§ Prompt 1:
Answer these questions about the horse-bus text:
(a) In what year did Stanislas Baudry open the first station in Nantes?
(b) Who launched the carrosses à cinq sols in Paris, and in what year?
(c) What name did Baudry use for his horsecars that critics said made no sense?

§ Text excerpt:
------------------------------

A horse-bus or horse-drawn omnibus was a large, enclosed, and sprung horse-drawn vehicle used for passenger transport before the introduction of motor vehicles. It was mainly used in the late 19th century in both the United States and Europe, and was one of the most common means of transportation in cities. In a typical arrangement, two wooden benches along the sides of the passenger cabin held several sitting passengers facing each other. The driver sat on a separate, front-facing bench, typically in an elevated position outside the passengers' enclosed cabin. In the main age of horse buses, many of them were double-decker buses. On the upper deck, which was uncovered, the longitudinal benches were arranged back to back.

Similar, if smaller, vehicles were often maintained at country houses (and by some hotels and railway companies) to convey servants and luggage to and from the railway station. Especially popular around 1870–1900, these vehicles were known as a 'private omnibuses' or 'station buses'; coachman-driven, they would usually accommodate four to six passengers inside, with room for luggage (and sometimes additional seating) on the roof.

A small open wagon with or without a top, but with an arrangement of the seats similar to horse-drawn omnibuses, was called a wagonette.

Etymology
Bus is a clipped form of the Latin word omnibus. A legend promoted by the French Transportations Museum website says the name is derived from a hatter's shop of the Omnes family in front of the first station opened in Nantes by Stanislas Baudry in 1823. "Omnes Omnibus" was a pun on the Latin-sounding name of that hatter Omnès: omnes (nominative plural) meaning "all" and omnibus (dative plural) meaning "for all" in Latin. Thence, the legend concludes, Nantes citizens gave the nickname of Omnibus to the vehicle.

Though it is undisputed that the term arose with Stanislas Baudry's company, there is no record of any Omnès hatter living in that street. In 1892, the son of Baudry's bookkeeper wrote in the Bulletin de la Société archéologique de Nantes that omnibus had a simpler origin. Baudry used to call his horsecars Dames blanches (White ladies), a name which, critics told him, made no sense. He then replied, with the Latin word: "Then, these are omnibus cars!" (cars for all). The name caught on immediately. Other stories about the name origin quickly spread out.

The term 'omnibus' carried over to motor vehicles. The 1914 book Motor Body-building in all its Branches, by Christopher William Terry, described an omnibus as having longitudinal seats in rows with either a rear door or side doors.

History
The first known public bus line (known as a "Carriage" at that time) were carrosses à cinq sols launched by Blaise Pascal in 1662 in Paris. It was quite popular until fares were increased and access to the service was restricted to high society members by regulation. Services ceased after 15 years.

------------------------------

§ Supplied data:
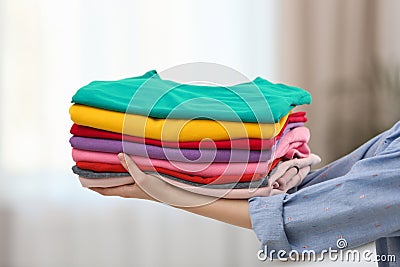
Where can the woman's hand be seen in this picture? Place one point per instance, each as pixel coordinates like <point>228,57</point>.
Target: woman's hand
<point>232,211</point>
<point>151,187</point>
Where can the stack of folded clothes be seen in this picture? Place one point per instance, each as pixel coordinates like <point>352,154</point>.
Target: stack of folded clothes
<point>234,142</point>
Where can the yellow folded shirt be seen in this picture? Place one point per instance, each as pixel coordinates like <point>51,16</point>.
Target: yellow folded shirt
<point>171,129</point>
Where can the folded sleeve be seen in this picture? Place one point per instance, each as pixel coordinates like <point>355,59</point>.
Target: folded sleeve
<point>359,206</point>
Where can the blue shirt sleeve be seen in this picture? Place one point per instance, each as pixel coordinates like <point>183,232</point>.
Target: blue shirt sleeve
<point>356,198</point>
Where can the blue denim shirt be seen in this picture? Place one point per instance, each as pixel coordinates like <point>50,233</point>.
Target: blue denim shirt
<point>356,198</point>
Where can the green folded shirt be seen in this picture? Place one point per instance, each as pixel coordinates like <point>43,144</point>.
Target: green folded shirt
<point>148,95</point>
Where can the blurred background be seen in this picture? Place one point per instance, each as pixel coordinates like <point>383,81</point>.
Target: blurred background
<point>346,53</point>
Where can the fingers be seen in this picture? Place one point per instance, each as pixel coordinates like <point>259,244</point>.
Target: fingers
<point>125,191</point>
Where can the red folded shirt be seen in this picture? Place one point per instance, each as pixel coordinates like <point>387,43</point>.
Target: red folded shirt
<point>104,167</point>
<point>251,144</point>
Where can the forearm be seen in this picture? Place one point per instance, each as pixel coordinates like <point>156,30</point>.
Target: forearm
<point>232,211</point>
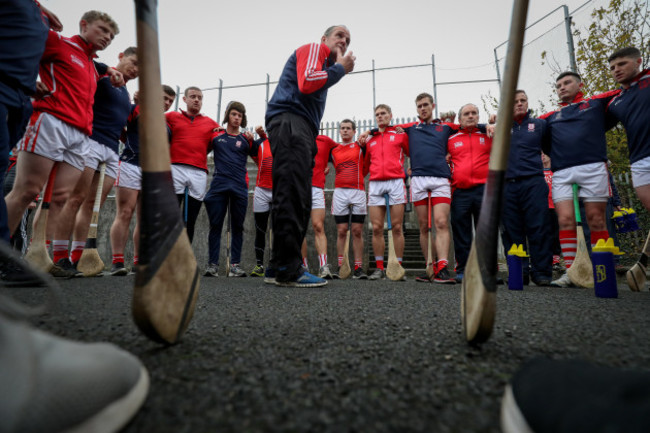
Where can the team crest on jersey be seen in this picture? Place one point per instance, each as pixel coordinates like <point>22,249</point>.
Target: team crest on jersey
<point>77,60</point>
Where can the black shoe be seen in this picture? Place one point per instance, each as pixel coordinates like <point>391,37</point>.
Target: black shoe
<point>65,269</point>
<point>13,274</point>
<point>118,270</point>
<point>443,277</point>
<point>569,396</point>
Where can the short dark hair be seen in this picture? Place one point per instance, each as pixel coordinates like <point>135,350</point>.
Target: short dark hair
<point>131,51</point>
<point>354,125</point>
<point>567,74</point>
<point>625,52</point>
<point>169,90</point>
<point>237,106</point>
<point>422,96</point>
<point>192,88</point>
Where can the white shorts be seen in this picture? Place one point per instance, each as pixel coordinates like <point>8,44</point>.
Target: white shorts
<point>394,187</point>
<point>129,176</point>
<point>592,179</point>
<point>345,198</point>
<point>192,177</point>
<point>98,153</point>
<point>262,198</point>
<point>420,185</point>
<point>641,172</point>
<point>54,139</point>
<point>317,198</point>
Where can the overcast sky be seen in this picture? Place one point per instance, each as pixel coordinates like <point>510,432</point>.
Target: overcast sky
<point>240,42</point>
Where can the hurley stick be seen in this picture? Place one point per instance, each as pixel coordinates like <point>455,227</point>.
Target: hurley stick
<point>37,254</point>
<point>636,275</point>
<point>478,289</point>
<point>345,271</point>
<point>166,282</point>
<point>581,272</point>
<point>430,271</point>
<point>394,271</point>
<point>90,264</point>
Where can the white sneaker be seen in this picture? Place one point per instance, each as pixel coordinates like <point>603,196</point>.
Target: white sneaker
<point>325,272</point>
<point>563,281</point>
<point>53,384</point>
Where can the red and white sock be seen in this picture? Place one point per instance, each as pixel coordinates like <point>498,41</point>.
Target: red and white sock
<point>59,249</point>
<point>77,248</point>
<point>569,245</point>
<point>595,236</point>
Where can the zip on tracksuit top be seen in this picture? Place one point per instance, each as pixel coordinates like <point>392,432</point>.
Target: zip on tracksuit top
<point>577,131</point>
<point>303,84</point>
<point>470,155</point>
<point>525,159</point>
<point>632,108</point>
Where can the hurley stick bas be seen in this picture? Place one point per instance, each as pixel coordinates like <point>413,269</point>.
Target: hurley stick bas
<point>478,288</point>
<point>37,254</point>
<point>167,275</point>
<point>430,271</point>
<point>90,264</point>
<point>394,271</point>
<point>581,272</point>
<point>345,271</point>
<point>636,275</point>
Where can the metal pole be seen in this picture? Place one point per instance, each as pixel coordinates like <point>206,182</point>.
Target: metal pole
<point>374,101</point>
<point>496,62</point>
<point>178,96</point>
<point>435,87</point>
<point>569,39</point>
<point>219,103</point>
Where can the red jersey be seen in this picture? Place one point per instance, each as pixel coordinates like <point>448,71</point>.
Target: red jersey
<point>348,163</point>
<point>470,156</point>
<point>68,70</point>
<point>191,138</point>
<point>264,161</point>
<point>385,155</point>
<point>325,146</point>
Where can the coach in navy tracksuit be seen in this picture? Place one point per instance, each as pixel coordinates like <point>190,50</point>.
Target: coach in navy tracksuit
<point>228,188</point>
<point>525,199</point>
<point>293,118</point>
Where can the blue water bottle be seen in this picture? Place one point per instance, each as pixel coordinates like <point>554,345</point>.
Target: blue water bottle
<point>515,267</point>
<point>602,258</point>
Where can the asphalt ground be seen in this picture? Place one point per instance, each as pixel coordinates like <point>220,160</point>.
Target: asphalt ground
<point>355,356</point>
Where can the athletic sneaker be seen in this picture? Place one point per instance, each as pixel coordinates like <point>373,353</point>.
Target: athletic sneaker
<point>359,274</point>
<point>258,271</point>
<point>269,275</point>
<point>65,269</point>
<point>236,271</point>
<point>563,281</point>
<point>304,280</point>
<point>118,270</point>
<point>443,277</point>
<point>212,270</point>
<point>571,396</point>
<point>13,274</point>
<point>52,384</point>
<point>325,272</point>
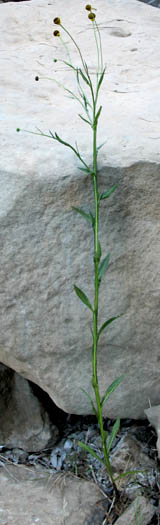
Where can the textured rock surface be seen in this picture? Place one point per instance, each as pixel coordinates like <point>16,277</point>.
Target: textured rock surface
<point>153,415</point>
<point>32,496</point>
<point>45,332</point>
<point>23,421</point>
<point>140,511</point>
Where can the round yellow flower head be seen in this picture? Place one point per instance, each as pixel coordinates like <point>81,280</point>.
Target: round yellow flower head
<point>57,21</point>
<point>92,16</point>
<point>56,33</point>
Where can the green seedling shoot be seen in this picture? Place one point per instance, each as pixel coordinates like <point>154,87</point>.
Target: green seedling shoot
<point>90,114</point>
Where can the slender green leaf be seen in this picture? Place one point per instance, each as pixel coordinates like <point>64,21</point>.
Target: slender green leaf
<point>113,434</point>
<point>83,297</point>
<point>99,253</point>
<point>90,399</point>
<point>86,170</point>
<point>93,219</point>
<point>100,146</point>
<point>107,323</point>
<point>103,267</point>
<point>107,194</point>
<point>97,116</point>
<point>129,473</point>
<point>83,76</point>
<point>91,451</point>
<point>87,216</point>
<point>85,120</point>
<point>101,80</point>
<point>111,389</point>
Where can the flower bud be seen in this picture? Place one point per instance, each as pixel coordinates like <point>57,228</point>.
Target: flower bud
<point>56,33</point>
<point>92,16</point>
<point>57,21</point>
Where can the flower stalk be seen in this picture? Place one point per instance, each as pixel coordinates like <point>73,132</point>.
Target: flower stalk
<point>92,114</point>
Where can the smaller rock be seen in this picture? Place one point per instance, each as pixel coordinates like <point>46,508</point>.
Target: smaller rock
<point>128,455</point>
<point>140,511</point>
<point>57,458</point>
<point>153,416</point>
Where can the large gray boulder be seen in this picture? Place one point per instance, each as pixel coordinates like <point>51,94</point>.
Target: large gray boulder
<point>24,422</point>
<point>45,248</point>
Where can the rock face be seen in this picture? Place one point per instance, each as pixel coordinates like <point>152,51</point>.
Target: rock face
<point>30,496</point>
<point>153,415</point>
<point>23,421</point>
<point>45,247</point>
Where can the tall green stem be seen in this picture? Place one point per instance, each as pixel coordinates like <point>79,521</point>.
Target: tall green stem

------------------------------

§ Prompt 2:
Rewrite the rows starting with the line that contains "Where can the flower stalk" and going on through the last row, putting "Put" wherever "Place" appears and keeping everything else the same.

§ Full output 1:
(a) 1823
(b) Blaise Pascal, in 1662
(c) Dames blanches (White ladies)

§ Full output 2:
Where can the flower stalk be seen in this picture? Put one point per instance, each as pixel coordinates like <point>73,132</point>.
Target: flower stalk
<point>92,114</point>
Where can the smaller rock be seen in this picture? Put one point per instance, each as pixel coordinates like <point>46,508</point>.
Target: smaller rock
<point>128,455</point>
<point>140,511</point>
<point>57,458</point>
<point>153,416</point>
Where can the large gray boulder be seen in this picture? Put one point per instance, each as pixel coordinates like <point>51,94</point>.
Target: large gray boulder
<point>24,422</point>
<point>45,248</point>
Where can the rock face be seen in this picture? Put one point per instance, each as pixel coordinates like <point>152,51</point>.
Target: rock face
<point>30,496</point>
<point>153,415</point>
<point>23,421</point>
<point>45,247</point>
Where can the tall green stem be seen in this picture? Put one point per instance, each as pixel coordinates like <point>79,521</point>.
Target: tall green stem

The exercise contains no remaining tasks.